Records provided =
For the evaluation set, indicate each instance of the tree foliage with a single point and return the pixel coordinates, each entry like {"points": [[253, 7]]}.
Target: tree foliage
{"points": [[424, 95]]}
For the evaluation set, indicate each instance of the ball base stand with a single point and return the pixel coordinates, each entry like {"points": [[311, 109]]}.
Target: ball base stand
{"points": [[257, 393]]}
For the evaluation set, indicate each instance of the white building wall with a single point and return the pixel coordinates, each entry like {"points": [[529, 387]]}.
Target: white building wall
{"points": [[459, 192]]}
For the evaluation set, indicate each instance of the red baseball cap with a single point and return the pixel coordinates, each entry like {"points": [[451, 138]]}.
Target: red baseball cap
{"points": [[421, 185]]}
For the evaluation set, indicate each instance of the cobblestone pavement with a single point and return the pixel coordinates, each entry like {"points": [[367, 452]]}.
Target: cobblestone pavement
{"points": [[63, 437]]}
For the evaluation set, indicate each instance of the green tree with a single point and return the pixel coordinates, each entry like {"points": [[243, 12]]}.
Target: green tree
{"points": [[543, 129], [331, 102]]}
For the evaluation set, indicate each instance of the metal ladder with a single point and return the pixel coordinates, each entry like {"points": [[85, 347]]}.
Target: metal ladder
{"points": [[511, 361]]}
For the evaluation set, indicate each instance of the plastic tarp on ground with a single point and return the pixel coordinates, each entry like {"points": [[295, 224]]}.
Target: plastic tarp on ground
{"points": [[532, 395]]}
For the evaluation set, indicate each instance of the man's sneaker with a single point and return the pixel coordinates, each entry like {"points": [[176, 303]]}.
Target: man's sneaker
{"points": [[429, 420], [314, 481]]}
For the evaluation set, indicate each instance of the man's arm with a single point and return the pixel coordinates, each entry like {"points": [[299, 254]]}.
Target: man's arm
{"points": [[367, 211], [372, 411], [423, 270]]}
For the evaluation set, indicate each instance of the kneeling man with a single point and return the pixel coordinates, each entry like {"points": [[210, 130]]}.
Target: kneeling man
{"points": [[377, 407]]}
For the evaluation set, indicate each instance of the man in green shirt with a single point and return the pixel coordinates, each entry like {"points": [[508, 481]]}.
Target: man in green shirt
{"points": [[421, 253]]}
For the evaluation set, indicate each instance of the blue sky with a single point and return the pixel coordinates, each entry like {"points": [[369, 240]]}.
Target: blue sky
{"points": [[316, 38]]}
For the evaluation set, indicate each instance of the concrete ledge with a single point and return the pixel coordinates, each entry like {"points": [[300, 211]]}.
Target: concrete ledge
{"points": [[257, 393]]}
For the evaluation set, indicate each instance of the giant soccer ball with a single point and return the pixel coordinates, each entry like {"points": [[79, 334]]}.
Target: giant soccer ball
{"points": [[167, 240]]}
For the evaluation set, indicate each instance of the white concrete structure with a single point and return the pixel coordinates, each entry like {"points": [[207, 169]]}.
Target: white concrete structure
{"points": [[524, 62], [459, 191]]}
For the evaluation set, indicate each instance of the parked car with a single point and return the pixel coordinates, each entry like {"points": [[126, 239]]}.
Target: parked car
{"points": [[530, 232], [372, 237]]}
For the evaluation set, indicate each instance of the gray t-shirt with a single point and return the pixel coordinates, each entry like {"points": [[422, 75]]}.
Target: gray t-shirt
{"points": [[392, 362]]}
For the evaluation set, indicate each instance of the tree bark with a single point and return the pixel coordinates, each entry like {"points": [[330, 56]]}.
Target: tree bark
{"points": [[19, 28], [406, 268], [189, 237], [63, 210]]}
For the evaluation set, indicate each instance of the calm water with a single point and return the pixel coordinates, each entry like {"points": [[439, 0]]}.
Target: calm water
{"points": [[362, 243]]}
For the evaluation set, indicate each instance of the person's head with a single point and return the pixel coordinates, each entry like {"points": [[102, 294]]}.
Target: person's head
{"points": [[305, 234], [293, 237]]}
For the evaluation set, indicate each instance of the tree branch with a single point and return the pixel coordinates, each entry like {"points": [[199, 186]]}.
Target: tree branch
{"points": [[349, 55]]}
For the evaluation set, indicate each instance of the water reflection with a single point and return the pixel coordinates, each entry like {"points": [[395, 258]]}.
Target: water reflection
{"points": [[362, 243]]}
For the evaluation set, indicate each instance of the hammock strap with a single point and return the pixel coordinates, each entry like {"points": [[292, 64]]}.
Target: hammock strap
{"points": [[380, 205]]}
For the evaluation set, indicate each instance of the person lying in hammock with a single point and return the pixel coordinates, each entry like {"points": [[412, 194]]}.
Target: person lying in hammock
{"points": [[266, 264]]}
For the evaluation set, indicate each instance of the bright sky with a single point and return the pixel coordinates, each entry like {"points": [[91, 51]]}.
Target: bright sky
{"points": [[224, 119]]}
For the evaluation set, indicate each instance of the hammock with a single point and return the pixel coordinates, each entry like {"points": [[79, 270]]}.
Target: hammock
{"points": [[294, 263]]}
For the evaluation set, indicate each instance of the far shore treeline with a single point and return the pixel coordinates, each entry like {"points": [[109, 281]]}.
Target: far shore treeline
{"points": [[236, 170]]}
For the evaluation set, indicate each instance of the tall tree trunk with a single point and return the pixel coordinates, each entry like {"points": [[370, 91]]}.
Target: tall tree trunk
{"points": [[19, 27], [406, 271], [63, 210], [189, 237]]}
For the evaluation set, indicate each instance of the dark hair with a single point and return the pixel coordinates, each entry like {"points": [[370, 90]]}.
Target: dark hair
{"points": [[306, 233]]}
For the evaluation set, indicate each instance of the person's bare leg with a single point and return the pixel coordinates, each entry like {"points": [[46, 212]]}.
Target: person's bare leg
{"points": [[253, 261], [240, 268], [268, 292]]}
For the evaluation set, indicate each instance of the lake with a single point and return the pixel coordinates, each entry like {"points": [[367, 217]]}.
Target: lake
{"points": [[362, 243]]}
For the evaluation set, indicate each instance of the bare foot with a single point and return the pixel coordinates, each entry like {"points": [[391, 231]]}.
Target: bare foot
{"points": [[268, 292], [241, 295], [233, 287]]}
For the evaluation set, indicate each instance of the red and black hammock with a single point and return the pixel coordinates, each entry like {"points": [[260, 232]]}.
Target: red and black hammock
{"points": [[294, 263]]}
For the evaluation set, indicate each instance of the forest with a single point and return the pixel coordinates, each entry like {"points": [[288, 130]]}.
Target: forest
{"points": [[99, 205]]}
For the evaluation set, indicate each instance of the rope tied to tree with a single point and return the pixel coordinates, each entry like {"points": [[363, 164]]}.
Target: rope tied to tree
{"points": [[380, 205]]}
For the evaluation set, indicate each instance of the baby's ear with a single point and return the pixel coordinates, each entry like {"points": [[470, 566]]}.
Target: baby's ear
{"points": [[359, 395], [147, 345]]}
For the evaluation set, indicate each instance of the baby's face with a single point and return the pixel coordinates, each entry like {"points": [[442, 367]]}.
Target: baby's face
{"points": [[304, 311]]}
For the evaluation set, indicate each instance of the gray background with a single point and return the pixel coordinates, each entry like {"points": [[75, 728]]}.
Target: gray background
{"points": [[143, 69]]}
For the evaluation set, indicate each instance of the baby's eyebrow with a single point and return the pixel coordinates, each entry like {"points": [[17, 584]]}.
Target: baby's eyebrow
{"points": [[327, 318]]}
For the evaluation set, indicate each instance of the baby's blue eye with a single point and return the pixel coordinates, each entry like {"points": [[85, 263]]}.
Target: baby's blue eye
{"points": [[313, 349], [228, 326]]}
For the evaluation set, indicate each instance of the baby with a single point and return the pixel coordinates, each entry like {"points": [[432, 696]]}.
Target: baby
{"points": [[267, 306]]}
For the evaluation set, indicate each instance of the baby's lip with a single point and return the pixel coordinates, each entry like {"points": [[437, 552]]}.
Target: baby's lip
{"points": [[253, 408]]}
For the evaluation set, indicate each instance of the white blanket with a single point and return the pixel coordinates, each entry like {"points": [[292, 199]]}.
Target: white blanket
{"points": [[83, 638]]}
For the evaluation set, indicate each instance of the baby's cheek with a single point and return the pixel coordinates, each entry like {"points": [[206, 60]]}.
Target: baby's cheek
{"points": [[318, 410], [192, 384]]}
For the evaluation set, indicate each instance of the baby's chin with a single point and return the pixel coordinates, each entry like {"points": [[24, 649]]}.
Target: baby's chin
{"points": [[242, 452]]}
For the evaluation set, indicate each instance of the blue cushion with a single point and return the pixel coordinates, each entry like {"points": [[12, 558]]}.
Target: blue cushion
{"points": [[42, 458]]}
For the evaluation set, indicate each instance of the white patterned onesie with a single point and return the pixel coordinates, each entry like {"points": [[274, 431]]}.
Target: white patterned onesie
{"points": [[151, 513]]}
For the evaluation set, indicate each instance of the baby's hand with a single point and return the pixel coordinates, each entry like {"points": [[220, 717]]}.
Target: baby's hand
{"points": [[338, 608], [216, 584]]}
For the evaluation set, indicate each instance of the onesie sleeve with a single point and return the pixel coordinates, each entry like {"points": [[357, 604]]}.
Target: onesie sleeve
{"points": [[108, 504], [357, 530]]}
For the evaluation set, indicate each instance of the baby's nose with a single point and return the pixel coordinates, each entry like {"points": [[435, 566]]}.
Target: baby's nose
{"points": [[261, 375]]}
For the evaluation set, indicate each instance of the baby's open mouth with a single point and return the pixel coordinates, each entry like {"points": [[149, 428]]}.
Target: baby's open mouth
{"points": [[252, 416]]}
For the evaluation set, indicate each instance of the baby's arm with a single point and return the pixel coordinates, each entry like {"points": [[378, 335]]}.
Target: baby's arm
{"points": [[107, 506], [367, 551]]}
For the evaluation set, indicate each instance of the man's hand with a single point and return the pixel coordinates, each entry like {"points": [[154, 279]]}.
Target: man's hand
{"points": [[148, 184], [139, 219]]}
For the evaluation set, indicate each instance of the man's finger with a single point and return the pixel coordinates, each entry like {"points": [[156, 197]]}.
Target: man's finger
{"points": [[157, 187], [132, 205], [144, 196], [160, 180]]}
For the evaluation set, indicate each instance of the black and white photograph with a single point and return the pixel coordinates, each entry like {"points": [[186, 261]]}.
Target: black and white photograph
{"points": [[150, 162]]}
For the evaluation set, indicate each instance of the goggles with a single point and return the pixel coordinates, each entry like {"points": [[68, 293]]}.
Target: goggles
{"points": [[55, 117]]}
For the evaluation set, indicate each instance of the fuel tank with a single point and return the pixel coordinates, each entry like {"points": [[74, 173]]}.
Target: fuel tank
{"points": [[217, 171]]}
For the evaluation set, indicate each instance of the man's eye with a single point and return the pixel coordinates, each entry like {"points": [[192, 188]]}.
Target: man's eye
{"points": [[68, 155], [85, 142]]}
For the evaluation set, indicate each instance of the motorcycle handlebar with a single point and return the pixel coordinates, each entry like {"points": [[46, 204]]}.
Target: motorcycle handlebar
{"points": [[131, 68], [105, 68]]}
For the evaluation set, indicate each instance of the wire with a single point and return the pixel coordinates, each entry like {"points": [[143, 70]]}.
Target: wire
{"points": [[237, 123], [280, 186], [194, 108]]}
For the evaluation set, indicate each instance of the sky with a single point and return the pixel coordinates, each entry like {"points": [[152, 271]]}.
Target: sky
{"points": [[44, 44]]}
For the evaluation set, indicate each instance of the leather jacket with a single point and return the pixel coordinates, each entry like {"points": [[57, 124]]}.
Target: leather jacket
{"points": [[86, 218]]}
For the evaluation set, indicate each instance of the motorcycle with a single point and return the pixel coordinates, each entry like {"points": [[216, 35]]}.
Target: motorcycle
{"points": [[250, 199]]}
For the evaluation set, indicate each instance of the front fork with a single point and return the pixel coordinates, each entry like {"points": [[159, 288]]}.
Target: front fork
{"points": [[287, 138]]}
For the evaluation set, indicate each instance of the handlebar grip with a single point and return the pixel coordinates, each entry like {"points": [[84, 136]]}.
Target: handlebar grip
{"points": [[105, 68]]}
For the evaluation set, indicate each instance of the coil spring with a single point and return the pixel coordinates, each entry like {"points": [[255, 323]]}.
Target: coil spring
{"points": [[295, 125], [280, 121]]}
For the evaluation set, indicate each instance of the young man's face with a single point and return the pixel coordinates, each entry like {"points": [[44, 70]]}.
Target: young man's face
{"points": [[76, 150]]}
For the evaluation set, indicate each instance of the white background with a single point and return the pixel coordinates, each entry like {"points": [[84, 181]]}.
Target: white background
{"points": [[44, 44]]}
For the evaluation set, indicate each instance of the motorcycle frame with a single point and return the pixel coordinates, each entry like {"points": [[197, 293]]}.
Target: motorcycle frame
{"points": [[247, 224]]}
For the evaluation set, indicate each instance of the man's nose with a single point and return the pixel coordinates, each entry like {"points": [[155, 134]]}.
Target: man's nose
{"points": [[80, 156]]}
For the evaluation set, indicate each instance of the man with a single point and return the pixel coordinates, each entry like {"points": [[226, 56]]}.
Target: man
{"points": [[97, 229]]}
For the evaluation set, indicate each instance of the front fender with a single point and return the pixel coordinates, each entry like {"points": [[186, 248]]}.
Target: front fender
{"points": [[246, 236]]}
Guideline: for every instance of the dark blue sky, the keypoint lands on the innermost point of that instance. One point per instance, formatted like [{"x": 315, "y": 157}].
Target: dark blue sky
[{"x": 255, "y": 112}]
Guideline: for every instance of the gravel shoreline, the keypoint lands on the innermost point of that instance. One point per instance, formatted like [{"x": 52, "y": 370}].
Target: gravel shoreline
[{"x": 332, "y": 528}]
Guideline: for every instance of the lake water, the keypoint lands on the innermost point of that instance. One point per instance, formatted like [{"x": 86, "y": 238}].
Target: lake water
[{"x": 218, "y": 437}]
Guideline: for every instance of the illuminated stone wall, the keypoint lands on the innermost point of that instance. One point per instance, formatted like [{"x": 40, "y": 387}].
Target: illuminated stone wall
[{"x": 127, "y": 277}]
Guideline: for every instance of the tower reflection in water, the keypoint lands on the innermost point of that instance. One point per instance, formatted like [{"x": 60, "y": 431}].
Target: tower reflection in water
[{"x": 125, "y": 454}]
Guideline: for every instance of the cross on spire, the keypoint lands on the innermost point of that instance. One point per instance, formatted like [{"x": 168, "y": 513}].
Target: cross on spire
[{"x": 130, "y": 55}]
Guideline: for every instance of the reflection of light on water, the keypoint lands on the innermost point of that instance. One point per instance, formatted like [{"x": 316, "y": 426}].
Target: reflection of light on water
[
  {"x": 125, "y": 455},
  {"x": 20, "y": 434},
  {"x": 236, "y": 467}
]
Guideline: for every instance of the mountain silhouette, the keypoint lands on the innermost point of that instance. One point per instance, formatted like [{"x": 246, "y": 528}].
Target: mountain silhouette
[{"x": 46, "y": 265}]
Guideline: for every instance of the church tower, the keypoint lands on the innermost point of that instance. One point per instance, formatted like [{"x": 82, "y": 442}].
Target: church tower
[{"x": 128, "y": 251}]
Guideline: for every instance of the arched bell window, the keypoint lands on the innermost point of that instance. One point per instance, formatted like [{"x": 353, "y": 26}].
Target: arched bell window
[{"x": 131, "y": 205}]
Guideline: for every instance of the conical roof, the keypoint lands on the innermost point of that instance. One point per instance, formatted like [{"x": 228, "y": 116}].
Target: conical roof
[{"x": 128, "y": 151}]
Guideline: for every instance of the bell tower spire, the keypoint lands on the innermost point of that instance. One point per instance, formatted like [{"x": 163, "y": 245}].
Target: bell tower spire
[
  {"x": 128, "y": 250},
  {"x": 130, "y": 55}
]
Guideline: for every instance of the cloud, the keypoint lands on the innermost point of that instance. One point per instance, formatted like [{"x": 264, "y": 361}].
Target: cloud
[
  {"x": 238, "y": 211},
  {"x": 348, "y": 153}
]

Goal = Your task is to return, exactly and on their own, the lines from the one containing "Guideline: for every instance of the conical" through the last line of the listing.

Response to the exercise =
Guideline: for every instance of the conical roof, the keypoint lands on the innermost point of that instance. One point per instance, formatted like [{"x": 228, "y": 116}].
Target: conical roof
[{"x": 128, "y": 151}]
Guideline: for every instance of the bell tower spire, the keypoint lands on the innermost point of that instance. One point per instance, formatted like [{"x": 163, "y": 245}].
Target: bell tower spire
[
  {"x": 128, "y": 250},
  {"x": 130, "y": 55}
]
Guideline: for every instance of the cloud, the keypoint lands on the innermost point of that instance. One point per instance, formatted like [{"x": 264, "y": 361}].
Target: cloud
[
  {"x": 238, "y": 211},
  {"x": 348, "y": 153}
]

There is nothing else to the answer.